*What is needed:* Rewrite every one of the lines below with "minimal padding" swapped for "no extra margin", leaving everything else unchanged.

= = =

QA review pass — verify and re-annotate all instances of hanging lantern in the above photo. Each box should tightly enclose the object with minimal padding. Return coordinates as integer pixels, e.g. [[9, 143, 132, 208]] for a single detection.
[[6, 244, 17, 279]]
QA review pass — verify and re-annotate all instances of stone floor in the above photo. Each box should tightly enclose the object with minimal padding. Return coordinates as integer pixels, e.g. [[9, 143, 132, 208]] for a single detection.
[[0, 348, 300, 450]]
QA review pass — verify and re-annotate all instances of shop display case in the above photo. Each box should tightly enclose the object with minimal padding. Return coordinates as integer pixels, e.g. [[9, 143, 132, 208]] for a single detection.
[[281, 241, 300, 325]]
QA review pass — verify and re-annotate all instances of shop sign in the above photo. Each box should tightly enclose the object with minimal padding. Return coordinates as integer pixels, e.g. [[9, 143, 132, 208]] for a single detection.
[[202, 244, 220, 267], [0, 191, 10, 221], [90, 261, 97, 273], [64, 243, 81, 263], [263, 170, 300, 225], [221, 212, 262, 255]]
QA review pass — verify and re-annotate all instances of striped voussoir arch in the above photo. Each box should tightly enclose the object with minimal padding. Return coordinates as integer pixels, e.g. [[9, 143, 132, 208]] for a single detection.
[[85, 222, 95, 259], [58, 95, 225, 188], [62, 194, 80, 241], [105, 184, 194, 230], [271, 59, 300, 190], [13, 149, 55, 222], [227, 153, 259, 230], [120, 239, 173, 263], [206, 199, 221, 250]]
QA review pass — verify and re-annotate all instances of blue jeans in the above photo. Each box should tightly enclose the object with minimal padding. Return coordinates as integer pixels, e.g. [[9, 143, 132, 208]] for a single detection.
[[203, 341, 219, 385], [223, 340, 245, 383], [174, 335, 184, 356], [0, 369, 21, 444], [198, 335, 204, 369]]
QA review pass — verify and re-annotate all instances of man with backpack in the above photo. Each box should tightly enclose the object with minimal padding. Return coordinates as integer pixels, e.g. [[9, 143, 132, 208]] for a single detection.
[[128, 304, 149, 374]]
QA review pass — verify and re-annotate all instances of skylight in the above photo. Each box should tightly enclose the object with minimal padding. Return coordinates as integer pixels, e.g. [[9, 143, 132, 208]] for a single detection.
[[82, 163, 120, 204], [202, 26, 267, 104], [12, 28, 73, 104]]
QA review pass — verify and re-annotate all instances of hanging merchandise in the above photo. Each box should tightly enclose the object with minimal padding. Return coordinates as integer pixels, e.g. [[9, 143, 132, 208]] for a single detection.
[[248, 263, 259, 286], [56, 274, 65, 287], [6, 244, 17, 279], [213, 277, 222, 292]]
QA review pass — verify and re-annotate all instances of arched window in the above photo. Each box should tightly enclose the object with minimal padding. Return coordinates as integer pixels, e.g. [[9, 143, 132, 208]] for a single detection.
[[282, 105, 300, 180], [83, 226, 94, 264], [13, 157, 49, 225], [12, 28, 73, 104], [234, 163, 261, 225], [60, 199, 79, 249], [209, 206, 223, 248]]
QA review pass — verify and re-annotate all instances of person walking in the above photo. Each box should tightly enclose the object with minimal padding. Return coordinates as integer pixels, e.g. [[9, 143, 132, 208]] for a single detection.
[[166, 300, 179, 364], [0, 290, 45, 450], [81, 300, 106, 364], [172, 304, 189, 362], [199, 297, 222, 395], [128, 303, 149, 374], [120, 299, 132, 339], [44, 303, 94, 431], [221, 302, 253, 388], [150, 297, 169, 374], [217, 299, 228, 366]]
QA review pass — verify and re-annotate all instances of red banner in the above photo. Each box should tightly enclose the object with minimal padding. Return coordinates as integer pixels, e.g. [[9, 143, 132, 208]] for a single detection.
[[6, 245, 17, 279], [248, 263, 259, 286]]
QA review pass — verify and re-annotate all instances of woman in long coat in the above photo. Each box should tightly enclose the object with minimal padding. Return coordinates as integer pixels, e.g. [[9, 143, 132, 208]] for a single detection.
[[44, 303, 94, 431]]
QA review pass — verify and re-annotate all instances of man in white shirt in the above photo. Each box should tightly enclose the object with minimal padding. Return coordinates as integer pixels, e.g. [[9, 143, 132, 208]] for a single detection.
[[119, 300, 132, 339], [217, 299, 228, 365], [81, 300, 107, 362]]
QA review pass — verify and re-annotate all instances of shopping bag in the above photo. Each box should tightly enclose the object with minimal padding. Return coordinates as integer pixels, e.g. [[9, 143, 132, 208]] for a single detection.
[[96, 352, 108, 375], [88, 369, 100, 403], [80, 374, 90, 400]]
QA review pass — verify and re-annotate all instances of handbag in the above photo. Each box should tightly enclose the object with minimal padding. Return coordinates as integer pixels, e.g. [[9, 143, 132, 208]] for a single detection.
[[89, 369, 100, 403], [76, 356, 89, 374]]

= = =

*Solution for this problem:*
QA review pass — verify and re-annotate all instances of hanging lantern in the above photo. Each box should tightly enclose the object with no extra margin. Return coordinates as integer pixels, e.g. [[9, 143, 132, 208]] for a single detection.
[[6, 244, 17, 279]]
QA review pass — verify and re-annotate all instances of stone floor in the above photo. Each box should tightly enclose the object with no extra margin. Return coordinates as integer pixels, e.g. [[9, 143, 132, 208]] for a single detection.
[[0, 348, 300, 450]]
QA review pass — verify and re-annotate all instances of shop display case in the above photo. Each box should tightly enclose the object with no extra margin. Return coordinates as integer pixels, e.g. [[9, 143, 132, 208]] for a single detection.
[[281, 241, 300, 325]]
QA review pass — verify and re-annotate all instances of shop sign in the above photo. Each box should tightly enclose the object with no extra margin. Return coordinates as integer pixels, e.g. [[9, 143, 132, 208]] for a single detection.
[[202, 244, 220, 267], [0, 191, 10, 221], [90, 261, 97, 273], [64, 243, 81, 263], [263, 170, 300, 225], [221, 212, 262, 255]]
QA review pass — verify and re-annotate all instances of striped voussoir arch in the above photo. Each box should tightly enclose the object with no extra margin. Return coordinates as integer pixels, e.g. [[9, 143, 132, 208]] for a single detection.
[[85, 222, 95, 259], [58, 95, 225, 188], [62, 194, 80, 241], [105, 184, 194, 230], [271, 59, 300, 190], [13, 149, 55, 222], [227, 153, 259, 230], [120, 239, 173, 263], [206, 199, 221, 250]]
QA review pass — verify and re-annotate all instances of blue jeans in the above photo. Each box should tightly enclose the object with no extra margin. Return coordinates as integer pixels, e.g. [[9, 143, 132, 208]] for a single detection.
[[203, 341, 219, 385], [223, 340, 245, 383], [174, 335, 184, 356], [0, 369, 21, 444], [198, 335, 204, 369]]
QA review pass — verify and re-annotate all instances of man with backpack in the above photo. Each box should tightly enclose the object with no extra margin. Return coordinates as integer pixels, e.g. [[9, 143, 132, 208]] for a single detection.
[[128, 304, 149, 374]]
QA review pass — verify and re-annotate all instances of skylight in the above photo. Each box should tightly enclose the object with no extra margin. Return coordinates as integer pixels, e.g. [[9, 143, 132, 208]] for a single detection.
[[82, 163, 120, 204], [202, 26, 267, 104], [12, 28, 73, 104]]
QA review pass — verify and re-annotate all instances of hanging merchandise in the above photo. Each box should tightly enclose the object with no extra margin. Return coordinates as integer pixels, e.g. [[9, 143, 132, 208]] for a single detection.
[[248, 263, 259, 286], [56, 274, 65, 287], [6, 244, 17, 279], [213, 277, 222, 292]]
QA review pass — verify and re-annotate all instances of arched window in the above photo. Each box should tightly enclose the object with no extra margin. Return coordinates as integer pixels, e.g. [[9, 143, 132, 208]] for a single detection.
[[282, 105, 300, 180], [83, 226, 94, 264], [13, 157, 49, 225], [12, 28, 73, 104], [234, 163, 261, 225], [60, 199, 79, 249], [209, 206, 223, 248]]
QA review pass — verify and re-annotate all instances of person walking in the above photo. Each box should tightly enclose the object with no extra margin. Return coordinates as integer pixels, e.g. [[9, 143, 132, 208]] for a single detection.
[[166, 300, 179, 364], [0, 290, 45, 450], [81, 300, 106, 364], [172, 304, 189, 362], [199, 297, 222, 395], [128, 303, 149, 374], [120, 299, 132, 339], [44, 303, 94, 431], [221, 302, 253, 388], [150, 297, 169, 374], [217, 299, 228, 366]]
QA review pass — verify and re-annotate all instances of red banner in the above photo. Each box should tightly enclose the object with no extra margin. Return coordinates as integer pixels, e.g. [[9, 143, 132, 208]] for a single detection.
[[6, 245, 17, 279], [248, 263, 259, 286]]
QA review pass — verify and re-annotate all instances of woman in long coat in the above photo. Each box should tightly enclose the object with no extra margin. Return coordinates as integer pixels, e.g. [[9, 143, 132, 208]] for a single detection.
[[44, 303, 94, 431]]
QA review pass — verify and re-annotate all instances of man in white shirt in the above photo. Each box should tightly enclose the object with no extra margin. Return coordinates as integer pixels, e.g. [[9, 143, 132, 208]] for a single detection.
[[119, 300, 132, 339], [217, 299, 228, 365], [81, 300, 107, 362]]
QA review pass — verify and re-annotate all instances of shopping bag in the above photo. Each box should tightly enclose the object with no extra margin. Return coordinates as integer pixels, e.g. [[9, 143, 132, 208]] for a single detection.
[[96, 352, 108, 375], [88, 369, 100, 403], [80, 374, 90, 400]]
QA review pass — verify and re-annotate all instances of handbag in the above photo. Each box should tightly enclose the object with no extra margin. Return coordinates as integer pixels, e.g. [[9, 143, 132, 208]] for a single detection.
[[89, 369, 100, 403], [76, 356, 89, 374]]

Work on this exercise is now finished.